***** Quoted passage
Terrible situations deplete of us hope.

It’s easy to lose hope when faced with hardship, broken relationships, illness or a crisis. Or perhaps we’ve been waiting for something to happen – a relationship restored, a loved one to be healed, a wayward child to come home – and it’s been a long, long wait.

But what if we can find hope in the midst of and as a result of those broken places?

That’s what author, Deborah Malone, writes about on her blog and in her new book, Blooming in Broken Places.

Deborah is no stranger to the trials of life. She takes us on her real-life journey beginning with being her mother’s caregiver, to the rocky time of caring for her severely disabled daughter and finally to the disappointment  and trials of an abusive marriage that left her broken and feeling worthless.

But Deborah’s journey doesn’t stop there. Through healing and a gradual realization of God’s unlimited love, Deborah discovered how He could use her despite her limitations. In her book, Deborah delves into how numerous women from the Bible were all used by God, even while they were in broken places.

I recently had the privilege of interviewing Deborah. It was great to get to know her a little better.

First, a couple of easy questions…

Are you a coffee or tea drinker?

Definitely tea. However, I do love my one cup of flavored coffee in the morning with a dollop of whipped cream on top.

Where do you write?

I have two places I like to write. If I’m not on a deadline then I will write in the family room sitting on the couch with my laptop. If I’m on a deadline then I will write in the office, at the desk, where it is quiet and I can concentrate.

I think people don’t realize the time that goes into writing a book. How long did it take you to write Blooming in Broken Places? In what ways did you find it healing?

Love this question. This book is so dear to my heart. Many have asked me to write my story for many years. I wasn’t in the right place at the time. I didn’t want it to be negative or depressing, and I didn’t want to breathe life into long buried feelings. I was asked to speak on my life to a group of women who needed some encouragement. So many came up afterwards and told me I should write about my life to share with other women.
**********
***** Material provided
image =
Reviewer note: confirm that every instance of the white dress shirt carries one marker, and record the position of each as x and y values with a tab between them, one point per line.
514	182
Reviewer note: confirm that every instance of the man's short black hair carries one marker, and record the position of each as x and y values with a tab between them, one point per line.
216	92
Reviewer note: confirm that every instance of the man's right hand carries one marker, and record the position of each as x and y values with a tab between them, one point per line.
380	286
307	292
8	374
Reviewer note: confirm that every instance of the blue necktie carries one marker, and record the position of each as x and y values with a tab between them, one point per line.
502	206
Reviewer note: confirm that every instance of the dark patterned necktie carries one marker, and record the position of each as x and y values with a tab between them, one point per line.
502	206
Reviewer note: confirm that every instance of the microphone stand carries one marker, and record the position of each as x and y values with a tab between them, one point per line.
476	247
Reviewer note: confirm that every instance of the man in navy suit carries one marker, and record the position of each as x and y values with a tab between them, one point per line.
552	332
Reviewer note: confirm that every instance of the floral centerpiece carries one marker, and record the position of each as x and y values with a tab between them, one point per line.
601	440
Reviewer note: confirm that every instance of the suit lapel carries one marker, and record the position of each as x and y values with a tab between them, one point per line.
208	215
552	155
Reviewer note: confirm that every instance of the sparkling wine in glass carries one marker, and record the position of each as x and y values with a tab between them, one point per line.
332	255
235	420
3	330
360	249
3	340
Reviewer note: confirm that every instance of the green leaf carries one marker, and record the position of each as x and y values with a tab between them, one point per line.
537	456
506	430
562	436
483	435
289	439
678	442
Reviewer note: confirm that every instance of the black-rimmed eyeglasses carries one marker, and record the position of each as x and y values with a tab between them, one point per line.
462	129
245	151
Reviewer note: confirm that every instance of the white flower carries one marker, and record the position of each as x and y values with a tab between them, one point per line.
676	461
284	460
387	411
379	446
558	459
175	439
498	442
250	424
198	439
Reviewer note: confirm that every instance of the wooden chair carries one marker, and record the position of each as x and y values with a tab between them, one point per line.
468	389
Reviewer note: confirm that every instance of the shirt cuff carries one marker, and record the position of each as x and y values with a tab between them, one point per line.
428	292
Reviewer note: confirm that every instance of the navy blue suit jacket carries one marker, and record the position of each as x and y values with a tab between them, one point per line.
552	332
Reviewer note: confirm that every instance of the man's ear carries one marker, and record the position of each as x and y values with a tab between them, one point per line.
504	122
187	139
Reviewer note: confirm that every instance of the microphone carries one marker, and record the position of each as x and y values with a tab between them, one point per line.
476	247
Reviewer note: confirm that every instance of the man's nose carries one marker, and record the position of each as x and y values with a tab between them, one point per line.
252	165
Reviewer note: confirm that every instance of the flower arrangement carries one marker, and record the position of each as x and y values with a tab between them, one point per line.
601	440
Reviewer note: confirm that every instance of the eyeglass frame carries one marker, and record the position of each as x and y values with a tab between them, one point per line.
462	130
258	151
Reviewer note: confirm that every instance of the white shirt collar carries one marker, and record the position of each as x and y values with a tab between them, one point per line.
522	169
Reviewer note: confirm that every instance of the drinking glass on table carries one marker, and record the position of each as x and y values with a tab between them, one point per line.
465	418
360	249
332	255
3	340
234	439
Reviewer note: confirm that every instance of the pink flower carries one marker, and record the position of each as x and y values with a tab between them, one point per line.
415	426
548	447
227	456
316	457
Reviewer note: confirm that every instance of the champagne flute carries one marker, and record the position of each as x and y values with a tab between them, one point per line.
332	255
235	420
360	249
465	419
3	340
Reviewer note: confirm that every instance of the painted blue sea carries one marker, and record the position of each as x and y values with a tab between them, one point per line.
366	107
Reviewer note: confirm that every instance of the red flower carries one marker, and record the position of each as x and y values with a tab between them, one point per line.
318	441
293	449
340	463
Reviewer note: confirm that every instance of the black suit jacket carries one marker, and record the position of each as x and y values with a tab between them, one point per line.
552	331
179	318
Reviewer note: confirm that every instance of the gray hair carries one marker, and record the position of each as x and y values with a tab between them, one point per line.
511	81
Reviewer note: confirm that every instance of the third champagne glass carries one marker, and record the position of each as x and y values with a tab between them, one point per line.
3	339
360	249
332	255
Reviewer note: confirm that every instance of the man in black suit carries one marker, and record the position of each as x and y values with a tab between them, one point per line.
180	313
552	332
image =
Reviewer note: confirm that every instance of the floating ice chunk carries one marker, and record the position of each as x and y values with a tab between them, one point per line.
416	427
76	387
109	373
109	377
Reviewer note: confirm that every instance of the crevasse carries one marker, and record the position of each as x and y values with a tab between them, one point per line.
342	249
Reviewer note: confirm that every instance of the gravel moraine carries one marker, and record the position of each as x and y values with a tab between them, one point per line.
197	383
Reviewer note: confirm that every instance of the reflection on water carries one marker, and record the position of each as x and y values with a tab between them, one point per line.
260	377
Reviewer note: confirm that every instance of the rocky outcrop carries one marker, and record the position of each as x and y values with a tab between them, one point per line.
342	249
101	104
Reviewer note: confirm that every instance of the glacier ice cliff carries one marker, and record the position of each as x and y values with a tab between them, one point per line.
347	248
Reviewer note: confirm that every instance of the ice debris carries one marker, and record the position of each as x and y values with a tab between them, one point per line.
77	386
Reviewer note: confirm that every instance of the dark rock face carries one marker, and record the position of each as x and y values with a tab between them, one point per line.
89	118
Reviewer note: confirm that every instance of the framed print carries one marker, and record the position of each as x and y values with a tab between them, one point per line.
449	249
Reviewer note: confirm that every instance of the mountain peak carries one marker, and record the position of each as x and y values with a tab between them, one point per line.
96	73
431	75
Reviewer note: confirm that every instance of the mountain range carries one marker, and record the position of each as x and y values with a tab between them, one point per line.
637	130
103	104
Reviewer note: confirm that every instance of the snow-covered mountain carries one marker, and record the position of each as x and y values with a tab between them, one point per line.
**********
■ Exercises to complete
a. In the interview, where does Deborah write when she is on a deadline?
b. Please count the lines of the entries that contain the string "blue". Case counts, and the reply should be the number alone.

■ The replies
a. She writes in the office, at the desk, where it is quiet and she can concentrate.

b. 3